(GIVEN PASSAGE):
The Dürer construction

Dürer's "thick" tiling rearranges the pentagons and 10-rhomb tiles of his "thin" tiling to produce gaps that can be filled by 5-rhombs, also called thick rhombs.

In the Painter's Manual, Dürer gives four examples of pentagon tilings. Two of these are periodic. The first of these, the thin tiling, combines the 10-rhomb (often called the thin rhomb) with pentagons as described in the section on pentagon tilings. The second of these, the thick tiling, rearranges the thin tiling to create additional 5-rhomb (thick rhomb) gaps.

Dürer's constructed these tilings by arranging pentagons in a specific pattern and then filling in the gaps with rhombs.

It is possible to create an infinite number of shapes with pentagonal (5-fold) symmetry by extending the 5.5.10, 4.5.20 and 3.10.15 vertex figures. We know from the crystallographic restriction that none of these shapes can tile the plane by themselves. But is it possible to use Dürer's constructions to arrange some of these shapes in a specific pattern and then to fill in the gaps to create a tiling?

(DATASET RECORDS):

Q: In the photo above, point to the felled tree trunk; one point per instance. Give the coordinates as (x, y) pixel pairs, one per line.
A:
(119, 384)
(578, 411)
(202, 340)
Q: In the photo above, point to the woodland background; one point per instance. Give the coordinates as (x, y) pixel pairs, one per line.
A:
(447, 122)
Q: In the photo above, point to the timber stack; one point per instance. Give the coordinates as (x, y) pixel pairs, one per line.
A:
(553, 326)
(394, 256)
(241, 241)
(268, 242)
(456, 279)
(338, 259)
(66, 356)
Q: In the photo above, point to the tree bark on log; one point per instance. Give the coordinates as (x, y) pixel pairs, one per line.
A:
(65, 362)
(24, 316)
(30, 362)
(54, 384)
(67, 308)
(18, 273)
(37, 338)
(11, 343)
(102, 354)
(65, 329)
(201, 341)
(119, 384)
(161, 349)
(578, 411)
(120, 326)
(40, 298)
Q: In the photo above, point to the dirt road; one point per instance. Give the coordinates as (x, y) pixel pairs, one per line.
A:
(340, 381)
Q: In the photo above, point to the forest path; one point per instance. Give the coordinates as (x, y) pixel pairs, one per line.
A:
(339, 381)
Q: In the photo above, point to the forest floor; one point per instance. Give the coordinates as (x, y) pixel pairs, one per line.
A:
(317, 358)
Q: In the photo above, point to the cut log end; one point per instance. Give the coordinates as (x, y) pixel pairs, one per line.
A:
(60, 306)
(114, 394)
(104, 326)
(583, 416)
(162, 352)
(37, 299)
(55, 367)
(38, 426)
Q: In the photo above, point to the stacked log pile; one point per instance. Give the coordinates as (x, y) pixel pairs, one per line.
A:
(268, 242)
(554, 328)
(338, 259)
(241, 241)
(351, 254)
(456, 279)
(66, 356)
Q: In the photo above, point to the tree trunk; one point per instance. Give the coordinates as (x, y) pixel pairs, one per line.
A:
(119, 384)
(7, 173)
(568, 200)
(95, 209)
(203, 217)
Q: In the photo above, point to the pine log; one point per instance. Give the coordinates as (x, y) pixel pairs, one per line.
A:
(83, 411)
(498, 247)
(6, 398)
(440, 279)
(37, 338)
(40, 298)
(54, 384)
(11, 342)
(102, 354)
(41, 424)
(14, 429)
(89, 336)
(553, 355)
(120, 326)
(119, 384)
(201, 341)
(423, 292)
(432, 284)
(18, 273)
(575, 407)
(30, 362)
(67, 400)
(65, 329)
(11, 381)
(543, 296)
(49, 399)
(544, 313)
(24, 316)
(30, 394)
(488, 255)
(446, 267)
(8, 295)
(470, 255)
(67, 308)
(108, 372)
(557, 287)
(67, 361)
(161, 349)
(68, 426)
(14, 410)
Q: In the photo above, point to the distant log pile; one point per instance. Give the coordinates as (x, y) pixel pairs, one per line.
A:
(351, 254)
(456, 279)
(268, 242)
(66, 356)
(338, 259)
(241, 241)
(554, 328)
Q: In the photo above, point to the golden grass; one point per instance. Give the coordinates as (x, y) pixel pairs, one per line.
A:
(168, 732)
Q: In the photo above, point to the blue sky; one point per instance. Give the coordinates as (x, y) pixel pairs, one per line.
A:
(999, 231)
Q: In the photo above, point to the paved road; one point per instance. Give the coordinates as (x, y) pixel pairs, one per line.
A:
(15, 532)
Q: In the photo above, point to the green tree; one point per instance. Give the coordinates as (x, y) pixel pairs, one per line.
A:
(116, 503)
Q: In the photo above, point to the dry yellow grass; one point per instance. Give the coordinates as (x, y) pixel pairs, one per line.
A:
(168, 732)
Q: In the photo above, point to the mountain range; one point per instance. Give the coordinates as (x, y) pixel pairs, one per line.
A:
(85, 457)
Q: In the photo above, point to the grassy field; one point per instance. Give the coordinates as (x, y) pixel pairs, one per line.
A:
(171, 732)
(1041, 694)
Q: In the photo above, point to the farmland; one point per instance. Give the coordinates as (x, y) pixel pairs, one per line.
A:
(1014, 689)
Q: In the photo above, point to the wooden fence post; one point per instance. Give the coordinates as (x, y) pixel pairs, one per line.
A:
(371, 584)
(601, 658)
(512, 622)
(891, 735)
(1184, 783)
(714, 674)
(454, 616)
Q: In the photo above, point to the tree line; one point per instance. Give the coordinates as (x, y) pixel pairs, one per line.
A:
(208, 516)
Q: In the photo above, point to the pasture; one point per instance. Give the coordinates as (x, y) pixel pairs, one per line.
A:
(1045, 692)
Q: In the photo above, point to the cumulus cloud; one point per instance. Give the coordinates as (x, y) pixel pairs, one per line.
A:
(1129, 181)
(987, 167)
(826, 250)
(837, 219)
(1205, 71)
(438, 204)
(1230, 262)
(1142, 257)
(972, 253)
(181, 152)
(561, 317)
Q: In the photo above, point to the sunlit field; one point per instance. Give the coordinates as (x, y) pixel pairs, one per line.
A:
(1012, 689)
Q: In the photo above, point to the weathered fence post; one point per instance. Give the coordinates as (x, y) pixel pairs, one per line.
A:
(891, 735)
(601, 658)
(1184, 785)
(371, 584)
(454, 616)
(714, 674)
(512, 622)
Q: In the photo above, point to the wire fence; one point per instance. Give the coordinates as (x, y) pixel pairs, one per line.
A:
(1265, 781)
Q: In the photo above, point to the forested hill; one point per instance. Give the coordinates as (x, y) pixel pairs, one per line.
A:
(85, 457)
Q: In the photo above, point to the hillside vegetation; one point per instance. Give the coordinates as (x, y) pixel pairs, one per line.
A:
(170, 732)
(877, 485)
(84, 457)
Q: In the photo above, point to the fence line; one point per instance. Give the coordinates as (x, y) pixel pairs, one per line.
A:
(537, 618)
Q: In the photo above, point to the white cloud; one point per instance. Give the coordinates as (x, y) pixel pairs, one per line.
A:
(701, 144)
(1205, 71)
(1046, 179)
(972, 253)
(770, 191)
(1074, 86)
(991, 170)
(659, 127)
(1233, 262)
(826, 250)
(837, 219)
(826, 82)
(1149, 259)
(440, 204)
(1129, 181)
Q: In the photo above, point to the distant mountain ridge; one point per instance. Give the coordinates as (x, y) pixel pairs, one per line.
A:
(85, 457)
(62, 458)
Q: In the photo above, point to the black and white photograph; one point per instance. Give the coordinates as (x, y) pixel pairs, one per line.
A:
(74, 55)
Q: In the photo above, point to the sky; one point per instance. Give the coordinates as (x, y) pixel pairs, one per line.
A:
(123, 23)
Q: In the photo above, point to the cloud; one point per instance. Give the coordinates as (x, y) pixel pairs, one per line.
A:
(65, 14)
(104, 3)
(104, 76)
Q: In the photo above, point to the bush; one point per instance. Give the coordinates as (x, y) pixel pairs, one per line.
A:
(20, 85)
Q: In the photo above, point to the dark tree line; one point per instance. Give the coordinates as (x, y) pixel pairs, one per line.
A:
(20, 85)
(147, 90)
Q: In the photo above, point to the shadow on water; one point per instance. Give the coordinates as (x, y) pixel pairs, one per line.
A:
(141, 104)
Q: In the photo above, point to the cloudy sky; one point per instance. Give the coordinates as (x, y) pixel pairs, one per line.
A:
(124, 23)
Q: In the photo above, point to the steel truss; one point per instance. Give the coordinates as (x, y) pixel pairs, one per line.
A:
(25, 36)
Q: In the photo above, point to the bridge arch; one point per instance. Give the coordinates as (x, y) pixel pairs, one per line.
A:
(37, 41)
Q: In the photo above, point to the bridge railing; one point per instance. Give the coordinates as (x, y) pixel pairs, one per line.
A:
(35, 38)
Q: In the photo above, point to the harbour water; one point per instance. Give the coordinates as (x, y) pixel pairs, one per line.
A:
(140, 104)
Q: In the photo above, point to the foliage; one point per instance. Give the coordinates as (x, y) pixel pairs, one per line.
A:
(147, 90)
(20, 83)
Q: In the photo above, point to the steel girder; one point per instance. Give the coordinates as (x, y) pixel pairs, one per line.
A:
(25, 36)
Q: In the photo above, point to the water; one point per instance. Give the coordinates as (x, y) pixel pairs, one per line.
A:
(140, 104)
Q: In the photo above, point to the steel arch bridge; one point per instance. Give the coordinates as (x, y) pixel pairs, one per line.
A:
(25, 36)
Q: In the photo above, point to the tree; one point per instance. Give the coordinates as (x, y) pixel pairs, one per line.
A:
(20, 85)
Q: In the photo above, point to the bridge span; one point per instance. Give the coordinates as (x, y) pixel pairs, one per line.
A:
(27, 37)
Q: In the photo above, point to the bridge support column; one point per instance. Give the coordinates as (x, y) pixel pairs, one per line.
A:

(WRITTEN TASKS):
A) From the passage on the Dürer construction, copy the text from "The Dürer construction" to "called thick rhombs.".
B) According to the passage on the Dürer construction, in which work does Dürer give four examples of pentagon tilings?
C) List every vertex figure that the passage on the Dürer construction names.

(SOLVED PROBLEMS):
A)
The Dürer construction

Dürer's "thick" tiling rearranges the pentagons and 10-rhomb tiles of his "thin" tiling to produce gaps that can be filled by 5-rhombs, also called thick rhombs.

B) The Painter's Manual.

C) 5.5.10, 4.5.20, 3.10.15